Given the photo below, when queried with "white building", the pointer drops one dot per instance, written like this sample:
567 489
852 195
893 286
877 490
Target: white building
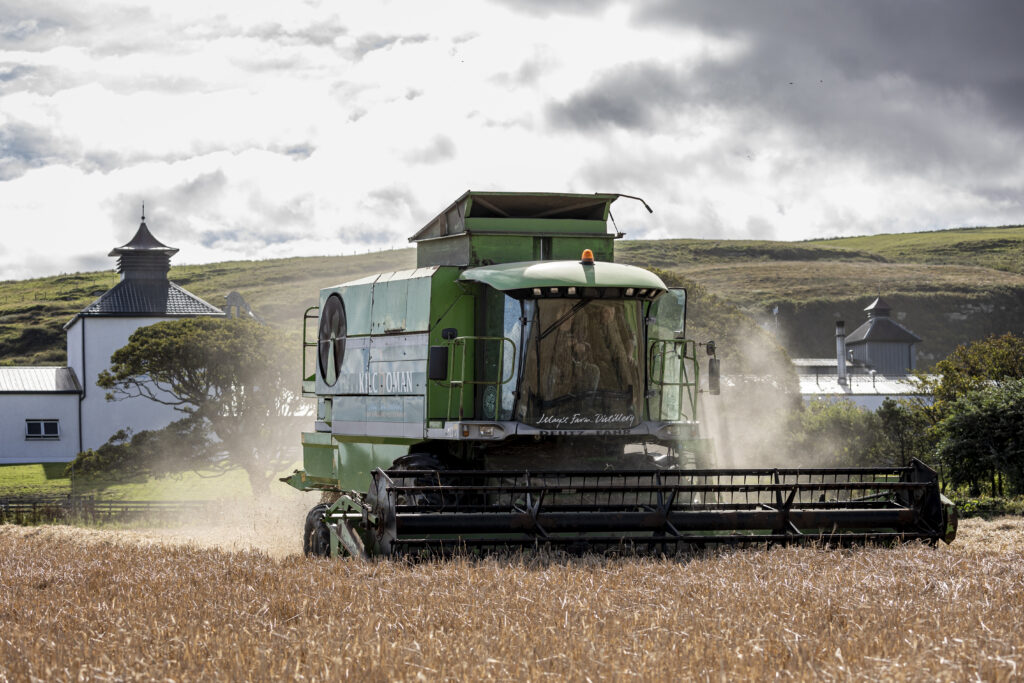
52 414
876 361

--------------------

**WORK TO DO:**
Your copy should match the records word for word, with the pictures removed.

**SOLUTION TO THE EXERCISE:**
Given the photo below, when queried with "white building", the pointer drops one dot per instance, written like this sample:
567 489
852 195
893 286
877 490
Target: white building
52 414
876 361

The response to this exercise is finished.